**Problem requirements**
Print each of the entries exactly, leaving nothing out.

**Data excerpts**
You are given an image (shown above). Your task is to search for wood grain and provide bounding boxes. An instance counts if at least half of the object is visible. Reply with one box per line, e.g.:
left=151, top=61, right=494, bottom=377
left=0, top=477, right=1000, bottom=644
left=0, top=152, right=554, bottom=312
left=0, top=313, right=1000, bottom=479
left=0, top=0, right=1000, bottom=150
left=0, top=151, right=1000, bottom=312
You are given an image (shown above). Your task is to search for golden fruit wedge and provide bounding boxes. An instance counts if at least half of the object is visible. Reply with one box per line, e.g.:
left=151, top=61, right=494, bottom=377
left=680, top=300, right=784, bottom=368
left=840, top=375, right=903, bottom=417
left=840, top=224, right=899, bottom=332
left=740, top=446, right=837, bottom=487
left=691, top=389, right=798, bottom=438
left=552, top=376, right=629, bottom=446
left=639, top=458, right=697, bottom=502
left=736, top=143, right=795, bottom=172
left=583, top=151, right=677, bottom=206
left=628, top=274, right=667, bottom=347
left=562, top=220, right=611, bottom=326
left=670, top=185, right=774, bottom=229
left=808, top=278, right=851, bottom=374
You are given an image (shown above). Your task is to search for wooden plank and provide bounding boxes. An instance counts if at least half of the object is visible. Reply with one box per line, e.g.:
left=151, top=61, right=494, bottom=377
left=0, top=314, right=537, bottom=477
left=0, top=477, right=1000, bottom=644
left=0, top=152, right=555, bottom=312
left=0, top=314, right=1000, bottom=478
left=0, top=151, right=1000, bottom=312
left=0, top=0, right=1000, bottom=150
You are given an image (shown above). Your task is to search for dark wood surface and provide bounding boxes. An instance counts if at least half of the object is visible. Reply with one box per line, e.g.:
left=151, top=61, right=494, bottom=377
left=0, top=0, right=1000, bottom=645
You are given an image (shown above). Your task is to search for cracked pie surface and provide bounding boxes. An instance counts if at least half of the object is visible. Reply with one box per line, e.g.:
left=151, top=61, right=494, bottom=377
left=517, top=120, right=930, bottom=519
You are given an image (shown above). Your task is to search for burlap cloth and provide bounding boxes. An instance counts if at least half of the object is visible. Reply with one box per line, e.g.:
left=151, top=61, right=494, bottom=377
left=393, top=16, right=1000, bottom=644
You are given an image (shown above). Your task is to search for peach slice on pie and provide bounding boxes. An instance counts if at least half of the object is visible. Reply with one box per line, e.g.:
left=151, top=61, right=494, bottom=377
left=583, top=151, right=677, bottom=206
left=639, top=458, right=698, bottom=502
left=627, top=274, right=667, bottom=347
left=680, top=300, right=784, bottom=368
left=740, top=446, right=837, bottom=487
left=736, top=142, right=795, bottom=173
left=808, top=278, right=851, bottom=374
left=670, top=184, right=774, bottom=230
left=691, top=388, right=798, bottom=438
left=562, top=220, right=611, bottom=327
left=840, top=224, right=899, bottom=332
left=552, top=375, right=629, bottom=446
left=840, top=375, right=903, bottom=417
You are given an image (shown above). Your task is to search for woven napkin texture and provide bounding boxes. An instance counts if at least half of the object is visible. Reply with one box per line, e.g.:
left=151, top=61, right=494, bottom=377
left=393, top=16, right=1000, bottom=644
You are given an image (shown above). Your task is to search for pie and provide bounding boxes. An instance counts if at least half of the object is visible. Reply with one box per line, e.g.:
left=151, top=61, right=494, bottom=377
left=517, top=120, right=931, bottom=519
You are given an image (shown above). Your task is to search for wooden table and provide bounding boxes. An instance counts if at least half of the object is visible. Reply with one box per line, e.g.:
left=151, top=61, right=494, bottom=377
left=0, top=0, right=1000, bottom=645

**Task response**
You are given an image (shown above). Your task is to search for wood grain and provide bounding boxes. An instance counts if at least half of the object is visible. Reply with one box per line, e.g.:
left=151, top=61, right=494, bottom=377
left=0, top=477, right=1000, bottom=644
left=0, top=152, right=554, bottom=312
left=0, top=313, right=1000, bottom=479
left=0, top=0, right=1000, bottom=150
left=0, top=151, right=1000, bottom=312
You are given an image (shown above). Your task is to search for golden fruit wedge and provide bounding boxes. An instance counts if at least half of the object is visible. Reply with one box per line, e.g.:
left=151, top=61, right=494, bottom=377
left=680, top=300, right=784, bottom=368
left=840, top=375, right=903, bottom=417
left=840, top=224, right=899, bottom=332
left=740, top=446, right=837, bottom=487
left=691, top=389, right=798, bottom=438
left=552, top=376, right=629, bottom=446
left=639, top=458, right=697, bottom=502
left=736, top=143, right=795, bottom=172
left=583, top=151, right=677, bottom=206
left=628, top=274, right=667, bottom=347
left=562, top=220, right=611, bottom=326
left=670, top=185, right=774, bottom=229
left=808, top=278, right=851, bottom=374
You are given an image (shown above). Your task is to search for wooden plank and provide bounding boxes. An instance counts if at least half of the object is visible. Reply with one box per line, e.g.:
left=151, top=61, right=494, bottom=377
left=0, top=314, right=537, bottom=477
left=0, top=477, right=1000, bottom=644
left=0, top=152, right=555, bottom=312
left=0, top=314, right=1000, bottom=478
left=0, top=151, right=1000, bottom=312
left=0, top=0, right=1000, bottom=150
You are given an image (shown above). Your task is to search for dark wood surface and provide bounding boxes. An instance counts if at least half of the object is visible. Reply with one box per line, e.g.:
left=151, top=61, right=494, bottom=377
left=0, top=0, right=1000, bottom=645
You are given an image (shown above). Your task is to search for cracked pie surface and provide bounding boxes. An instance counts if at least half of the object is visible. Reply with one box per line, e.g.:
left=151, top=61, right=494, bottom=377
left=517, top=120, right=930, bottom=519
You are given an image (shown above). Your task is to search for burlap cloth and provide bounding boxes. An instance counts if at least half of the object is visible. Reply with one box per line, e.g.:
left=151, top=61, right=494, bottom=377
left=393, top=16, right=1000, bottom=644
You are given an image (shown above). Your task is to search for peach slice on pie and provide bounding boxes. An instance counts if at least half of the object is visible. Reply with one box per line, e.g.:
left=151, top=61, right=494, bottom=377
left=583, top=151, right=677, bottom=206
left=639, top=458, right=698, bottom=502
left=627, top=274, right=667, bottom=347
left=680, top=300, right=784, bottom=368
left=740, top=446, right=837, bottom=487
left=736, top=142, right=795, bottom=173
left=808, top=278, right=851, bottom=374
left=670, top=184, right=774, bottom=230
left=691, top=388, right=798, bottom=438
left=562, top=220, right=611, bottom=327
left=840, top=224, right=899, bottom=332
left=552, top=375, right=629, bottom=446
left=840, top=375, right=903, bottom=417
You are given an image (shown above). Your task is to search for woven napkin texture and provide bounding boxes. An instance counts if at least half of the object is visible. Reply with one box per line, e.g.:
left=151, top=61, right=494, bottom=377
left=393, top=16, right=1000, bottom=644
You are given an image (shown above). Your task is to search for pie and provide bounding boxes. An instance counts if at least half of the object is visible. Reply with one box per line, e.g.:
left=151, top=61, right=494, bottom=377
left=517, top=120, right=931, bottom=519
You are given an image (shown above). Your task is to search for wooden table and provide bounding boxes. An instance counts if at least half of the object is visible. Reply with one box per line, e.g.:
left=151, top=61, right=494, bottom=377
left=0, top=0, right=1000, bottom=645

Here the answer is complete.